§ DOCUMENT TEXT
The last time that the Hall appeared in Oxford is believed to have been at the Town Hall in the 1960s. Since then, the orchestra has been through a lean period, but things soon changed when Mark Elder was appointed music director in 2000. To judge by this concert, the Hall now plays with great confidence, and the sort of unity that is only achieved by musicians who work together full-time, and who are motivated by their conductor. The sound is anything but bland, too, with warm yet rugged string playing, sensitive wind sections, and blazing brass climaxes - all characteristics that can be heard on the classic recordings made by the Hall and its legendary former music director, Sir John Barbirolli.
The concert opened with the sound of a gentle breeze in the trees, the beginning of Vaughan Williams's Norfolk Rhapsody No. 1. This work demonstrated Elder's ability to draw transparent and open textures from his players, a characteristic that was all the more remarkable in the larger-scale works that followed - it's very easy for the sound of a big orchestra to degenerate into a blur in the Sheldonian, but that never happened here.
The Hall's confident sound was well matched by soloist Alina Pogostkina in Sibelius's Violin Concerto. Pogostkina obviously has a very clear vision of this concerto: particularly impressive was her switch to an appropriately meditative, and really beautiful, tone in the second movement. Elder's accompaniment was impeccable.
Finally, the orchestra let rip with Brahms's Second Symphony. Elder plainly doesn't regard this work as Brahms's lightweight symphony, and you really felt that you were being taken on a musical journey. Let's hope that Music at Oxford can bring the Hall back before another 40 years have elapsed.

§ DATA SHOWN
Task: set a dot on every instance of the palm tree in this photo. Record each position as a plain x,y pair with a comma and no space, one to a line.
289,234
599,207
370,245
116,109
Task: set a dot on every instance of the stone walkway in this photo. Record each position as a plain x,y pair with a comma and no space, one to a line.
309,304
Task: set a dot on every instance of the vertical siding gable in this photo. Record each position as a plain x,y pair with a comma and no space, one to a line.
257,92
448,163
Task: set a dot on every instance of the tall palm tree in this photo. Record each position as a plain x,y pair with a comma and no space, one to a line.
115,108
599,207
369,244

§ STATED TASK 1
In the concert review, give everything from "The Hall's confident" down to "accompaniment was impeccable." again, swapping "impeccable" for "flawless".
§ STATED TASK 2
According to the concert review, who was appointed music director of the Hallé in 2000?

§ EXERCISE SOLUTION 1
The Hall's confident sound was well matched by soloist Alina Pogostkina in Sibelius's Violin Concerto. Pogostkina obviously has a very clear vision of this concerto: particularly impressive was her switch to an appropriately meditative, and really beautiful, tone in the second movement. Elder's accompaniment was flawless.

§ EXERCISE SOLUTION 2
Mark Elder